• Exercise passage
An Amyloid Organelle

There is a common notion that “If Nature can find a use for something, She will.” and this story has been gradually playing out for the cross-beta protein fold. Known generally as “amyloid”, the cross-beta fold was first identified in pathologies including neurodegenerative disorders such as Alzheimer’s and systemic amyloidoses such as amyotrophic lateral sclerosis (often referred to as “Lou Gehrig’s Disease”). This happenstance initially pegged the fold as a feature unique to abnormal proteins. However, it subsequently became clear that normal proteins subjected to abnormal conditions would also assume the cross-beta fold. Still, it seemed that the fold was a sign of proteins gone awry. Then came discoveries of cross-beta folds in native, functional proteins. Some are primarily extracellular bacterial proteins involved in negotiating air-water interfaces at sporulation. But some involve the intracellular packaging of proteins in humans. Now Brandeis investigators Eugenio Daviso, Marina Belenky and Judith Herzfeld, with MIT collaborators Marvin Bayro and Robert Griffin, have found that an entire organelle is assembled with the cross-beta fold.1 Gas vesicles, the pressure-resistant floatation organelles of aquatic micro-organisms, comprise a protein-encased gas bubble. Assembly and disassembly of these bodies allows the cells to navigate up and down the water column and the cross-beta fold of the protein shell lends the vesicles the strength and interfacial stability that is critical for their function.

(Left) Schematic of the architecture of a gas vesicle. The gas vesicle is a bipolar cylinder with conical end caps. The ribs of the vesicle comprise GvpA monomers assembled in a low pitch helix. The horizontal lines shown within one of these ribs illustrate the orientation of the β-strands of GvpA as determined previously by x-ray diffraction.2 The expanded view of this rib shows the contacts between β-strands that have now been detected with solid-state NMR, thus establishing the presence of a continuous cross-beta sheet.1

1.      Bayro M, Daviso E, Belenky M, Griffin RG and Herzfeld J*. An Amyloid Organelle: Solid State NMR Evidence for Cross-Beta Assembly of Gas Vesicles.  J. Biol. Chem., DOI 10.1074/jbc.M111.313049.

2.      Blaurock AE and Walsby AE (1976) Crystalline structure of the gas vesicle wall from Anabaena flos-aquae, J. Mol. Biol. 105, 183-199.

Collected data:
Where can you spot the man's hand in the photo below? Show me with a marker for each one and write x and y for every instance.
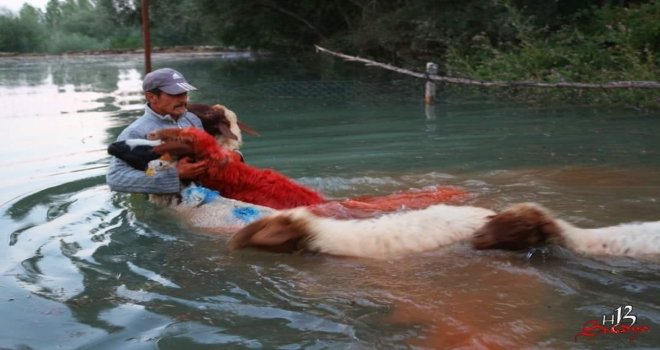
(190, 170)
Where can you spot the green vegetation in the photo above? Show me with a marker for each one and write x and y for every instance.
(551, 41)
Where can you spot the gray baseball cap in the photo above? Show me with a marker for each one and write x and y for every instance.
(167, 80)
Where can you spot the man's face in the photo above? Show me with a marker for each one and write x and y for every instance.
(163, 104)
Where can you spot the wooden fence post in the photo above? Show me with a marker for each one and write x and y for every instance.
(429, 93)
(146, 35)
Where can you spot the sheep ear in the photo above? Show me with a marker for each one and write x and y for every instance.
(551, 230)
(226, 132)
(275, 234)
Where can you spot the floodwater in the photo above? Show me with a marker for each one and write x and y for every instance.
(82, 267)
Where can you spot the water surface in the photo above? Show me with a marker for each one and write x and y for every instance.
(82, 267)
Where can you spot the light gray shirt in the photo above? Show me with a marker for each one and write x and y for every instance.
(122, 177)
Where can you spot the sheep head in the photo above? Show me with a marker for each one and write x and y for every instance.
(280, 233)
(222, 123)
(519, 227)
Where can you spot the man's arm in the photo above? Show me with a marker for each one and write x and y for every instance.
(122, 177)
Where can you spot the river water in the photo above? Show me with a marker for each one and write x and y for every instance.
(82, 267)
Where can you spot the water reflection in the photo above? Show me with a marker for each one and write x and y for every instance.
(96, 269)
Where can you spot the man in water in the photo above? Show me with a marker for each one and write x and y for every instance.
(166, 91)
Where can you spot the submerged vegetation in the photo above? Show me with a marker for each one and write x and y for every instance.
(512, 40)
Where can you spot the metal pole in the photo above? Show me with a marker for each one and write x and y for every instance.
(146, 35)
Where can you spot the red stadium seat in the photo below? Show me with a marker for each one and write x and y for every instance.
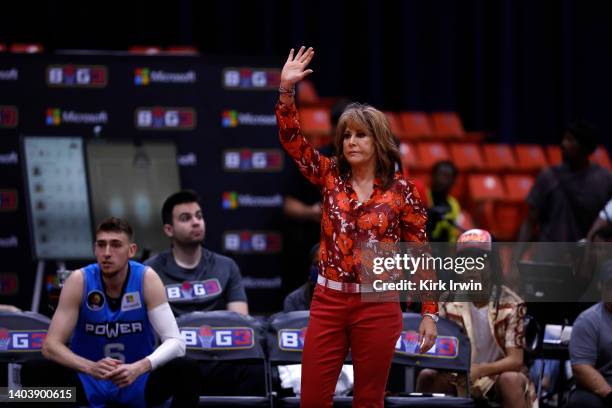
(485, 187)
(19, 48)
(498, 157)
(447, 125)
(466, 156)
(553, 153)
(315, 121)
(601, 157)
(395, 125)
(530, 158)
(430, 153)
(415, 125)
(517, 187)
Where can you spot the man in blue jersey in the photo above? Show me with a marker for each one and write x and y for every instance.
(109, 312)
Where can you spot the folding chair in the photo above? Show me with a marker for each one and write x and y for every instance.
(226, 336)
(450, 353)
(285, 341)
(447, 125)
(416, 125)
(466, 156)
(498, 157)
(530, 157)
(21, 338)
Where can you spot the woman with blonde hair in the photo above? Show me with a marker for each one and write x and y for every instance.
(365, 200)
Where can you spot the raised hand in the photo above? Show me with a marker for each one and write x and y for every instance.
(295, 67)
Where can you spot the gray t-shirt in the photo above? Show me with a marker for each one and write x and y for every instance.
(569, 202)
(215, 282)
(591, 340)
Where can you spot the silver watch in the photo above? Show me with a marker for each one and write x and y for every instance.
(434, 317)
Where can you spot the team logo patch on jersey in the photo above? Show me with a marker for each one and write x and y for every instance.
(195, 290)
(130, 301)
(95, 300)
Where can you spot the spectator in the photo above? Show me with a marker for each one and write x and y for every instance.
(591, 350)
(195, 277)
(443, 209)
(566, 198)
(494, 325)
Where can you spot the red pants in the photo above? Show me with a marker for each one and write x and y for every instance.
(339, 321)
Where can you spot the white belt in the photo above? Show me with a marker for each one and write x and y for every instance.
(346, 287)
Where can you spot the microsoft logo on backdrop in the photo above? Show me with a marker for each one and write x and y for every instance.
(233, 118)
(55, 117)
(144, 76)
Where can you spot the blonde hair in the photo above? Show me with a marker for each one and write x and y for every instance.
(375, 123)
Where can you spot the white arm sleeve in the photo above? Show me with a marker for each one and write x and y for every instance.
(173, 344)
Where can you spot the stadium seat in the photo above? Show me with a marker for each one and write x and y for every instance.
(450, 353)
(530, 157)
(226, 336)
(601, 157)
(395, 125)
(315, 121)
(416, 125)
(466, 156)
(447, 125)
(553, 154)
(19, 48)
(430, 153)
(498, 157)
(285, 341)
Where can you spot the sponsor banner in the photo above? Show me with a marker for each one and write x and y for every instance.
(187, 160)
(9, 284)
(9, 116)
(218, 338)
(250, 79)
(252, 242)
(165, 118)
(232, 200)
(21, 340)
(8, 201)
(253, 160)
(233, 118)
(58, 116)
(444, 347)
(9, 74)
(144, 76)
(77, 76)
(9, 158)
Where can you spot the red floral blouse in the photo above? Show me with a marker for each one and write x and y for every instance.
(388, 216)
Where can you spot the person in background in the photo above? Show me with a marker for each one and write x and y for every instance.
(591, 350)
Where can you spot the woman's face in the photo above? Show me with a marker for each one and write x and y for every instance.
(358, 146)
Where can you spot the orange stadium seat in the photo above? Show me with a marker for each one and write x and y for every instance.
(466, 156)
(430, 153)
(395, 125)
(601, 157)
(498, 157)
(447, 125)
(316, 124)
(530, 157)
(416, 125)
(553, 154)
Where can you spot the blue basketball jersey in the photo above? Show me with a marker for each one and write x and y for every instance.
(124, 334)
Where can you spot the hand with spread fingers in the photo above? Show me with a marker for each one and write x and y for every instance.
(427, 334)
(295, 69)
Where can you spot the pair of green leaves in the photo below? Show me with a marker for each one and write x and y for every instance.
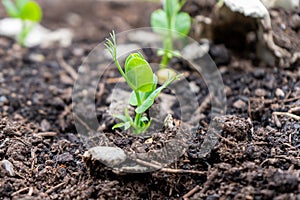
(140, 78)
(23, 9)
(171, 19)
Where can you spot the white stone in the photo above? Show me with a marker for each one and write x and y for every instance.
(253, 8)
(110, 156)
(285, 4)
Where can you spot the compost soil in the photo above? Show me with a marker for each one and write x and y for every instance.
(257, 156)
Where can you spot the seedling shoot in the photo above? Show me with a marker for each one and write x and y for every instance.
(143, 82)
(28, 11)
(171, 24)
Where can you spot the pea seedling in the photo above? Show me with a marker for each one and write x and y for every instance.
(140, 78)
(28, 11)
(171, 24)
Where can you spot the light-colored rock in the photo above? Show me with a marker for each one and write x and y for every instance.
(260, 92)
(195, 50)
(110, 156)
(255, 14)
(253, 8)
(239, 104)
(285, 4)
(143, 37)
(124, 50)
(8, 167)
(39, 35)
(279, 93)
(164, 74)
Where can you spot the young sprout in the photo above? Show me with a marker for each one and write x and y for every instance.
(28, 11)
(171, 24)
(143, 82)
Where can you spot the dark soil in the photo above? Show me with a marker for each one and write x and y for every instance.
(257, 156)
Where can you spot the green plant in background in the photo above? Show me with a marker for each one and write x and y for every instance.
(140, 78)
(171, 24)
(28, 11)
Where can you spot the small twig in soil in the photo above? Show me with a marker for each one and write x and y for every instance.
(55, 188)
(291, 99)
(296, 117)
(277, 122)
(204, 104)
(30, 192)
(191, 192)
(226, 140)
(115, 80)
(168, 170)
(82, 123)
(3, 143)
(249, 109)
(210, 178)
(181, 171)
(295, 110)
(20, 140)
(19, 191)
(65, 65)
(46, 134)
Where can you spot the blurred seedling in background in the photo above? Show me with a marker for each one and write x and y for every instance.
(140, 78)
(171, 24)
(28, 11)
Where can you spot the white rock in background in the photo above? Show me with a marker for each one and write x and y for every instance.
(285, 4)
(267, 50)
(252, 8)
(11, 27)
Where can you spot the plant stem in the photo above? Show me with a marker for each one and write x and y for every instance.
(168, 48)
(138, 115)
(167, 44)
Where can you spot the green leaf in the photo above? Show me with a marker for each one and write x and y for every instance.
(171, 8)
(150, 100)
(127, 125)
(11, 8)
(159, 22)
(21, 3)
(119, 125)
(121, 117)
(182, 24)
(31, 11)
(144, 119)
(138, 73)
(132, 99)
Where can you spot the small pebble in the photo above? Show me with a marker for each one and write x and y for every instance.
(110, 156)
(65, 157)
(164, 74)
(259, 73)
(279, 93)
(8, 167)
(239, 104)
(34, 57)
(295, 21)
(3, 99)
(260, 92)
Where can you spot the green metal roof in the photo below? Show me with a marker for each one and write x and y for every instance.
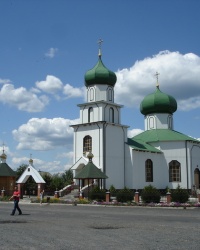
(155, 135)
(142, 141)
(100, 75)
(5, 170)
(158, 102)
(142, 146)
(90, 171)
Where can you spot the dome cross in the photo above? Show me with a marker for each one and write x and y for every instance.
(100, 41)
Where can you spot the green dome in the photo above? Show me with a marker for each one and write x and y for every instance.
(158, 102)
(100, 75)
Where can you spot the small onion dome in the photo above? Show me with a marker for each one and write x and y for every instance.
(3, 156)
(158, 102)
(31, 161)
(90, 156)
(100, 75)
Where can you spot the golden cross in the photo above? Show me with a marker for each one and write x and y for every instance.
(100, 41)
(156, 75)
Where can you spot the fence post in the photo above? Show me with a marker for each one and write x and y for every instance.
(2, 193)
(168, 197)
(198, 197)
(137, 198)
(107, 196)
(56, 194)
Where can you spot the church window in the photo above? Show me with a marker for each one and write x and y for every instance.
(149, 170)
(87, 144)
(174, 171)
(111, 115)
(90, 115)
(151, 122)
(110, 94)
(91, 94)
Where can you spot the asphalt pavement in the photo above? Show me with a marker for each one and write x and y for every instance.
(57, 226)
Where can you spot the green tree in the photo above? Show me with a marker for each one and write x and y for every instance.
(67, 177)
(57, 182)
(20, 170)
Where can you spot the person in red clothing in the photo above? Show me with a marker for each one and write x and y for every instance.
(15, 197)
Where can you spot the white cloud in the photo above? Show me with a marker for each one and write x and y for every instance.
(51, 52)
(51, 167)
(134, 132)
(179, 77)
(23, 99)
(51, 85)
(44, 134)
(5, 81)
(72, 92)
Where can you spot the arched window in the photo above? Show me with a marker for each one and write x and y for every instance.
(111, 115)
(92, 94)
(90, 115)
(174, 171)
(87, 144)
(149, 170)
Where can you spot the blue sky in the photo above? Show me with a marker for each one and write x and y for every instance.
(46, 46)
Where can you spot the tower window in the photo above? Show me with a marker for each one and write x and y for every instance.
(91, 94)
(149, 170)
(90, 115)
(174, 171)
(110, 94)
(111, 115)
(87, 144)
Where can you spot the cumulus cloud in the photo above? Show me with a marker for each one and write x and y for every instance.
(4, 81)
(71, 92)
(51, 52)
(23, 99)
(46, 166)
(44, 134)
(51, 85)
(179, 77)
(54, 85)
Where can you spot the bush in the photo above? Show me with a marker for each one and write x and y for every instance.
(97, 194)
(5, 198)
(124, 195)
(179, 195)
(150, 194)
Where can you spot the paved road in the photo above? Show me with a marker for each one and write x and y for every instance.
(98, 228)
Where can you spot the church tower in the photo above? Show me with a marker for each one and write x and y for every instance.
(100, 130)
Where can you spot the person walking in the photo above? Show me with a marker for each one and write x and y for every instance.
(15, 198)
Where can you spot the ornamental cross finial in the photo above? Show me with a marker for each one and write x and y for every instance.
(100, 41)
(156, 75)
(3, 146)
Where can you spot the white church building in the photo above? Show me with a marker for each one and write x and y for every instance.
(160, 156)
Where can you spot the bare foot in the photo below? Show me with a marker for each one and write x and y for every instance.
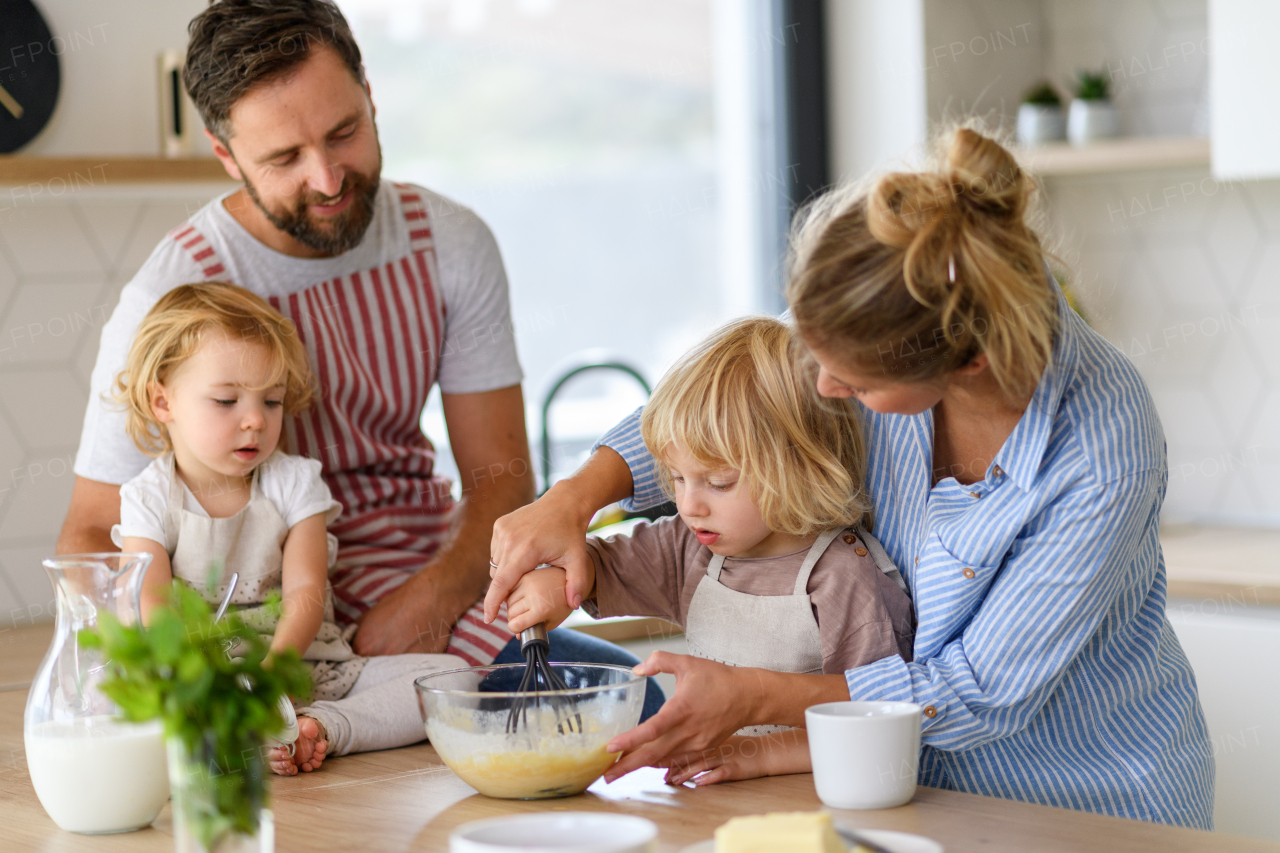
(309, 749)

• Task item
Transcribe the part of the amyloid organelle text between "(Left) Schematic of" and "Biol. 105, 183-199.", inclusive.

• Your response
(Left) Schematic of the architecture of a gas vesicle. The gas vesicle is a bipolar cylinder with conical end caps. The ribs of the vesicle comprise GvpA monomers assembled in a low pitch helix. The horizontal lines shown within one of these ribs illustrate the orientation of the β-strands of GvpA as determined previously by x-ray diffraction.2 The expanded view of this rib shows the contacts between β-strands that have now been detected with solid-state NMR, thus establishing the presence of a continuous cross-beta sheet.1

1.      Bayro M, Daviso E, Belenky M, Griffin RG and Herzfeld J*. An Amyloid Organelle: Solid State NMR Evidence for Cross-Beta Assembly of Gas Vesicles.  J. Biol. Chem., DOI 10.1074/jbc.M111.313049.

2.      Blaurock AE and Walsby AE (1976) Crystalline structure of the gas vesicle wall from Anabaena flos-aquae, J. Mol. Biol. 105, 183-199.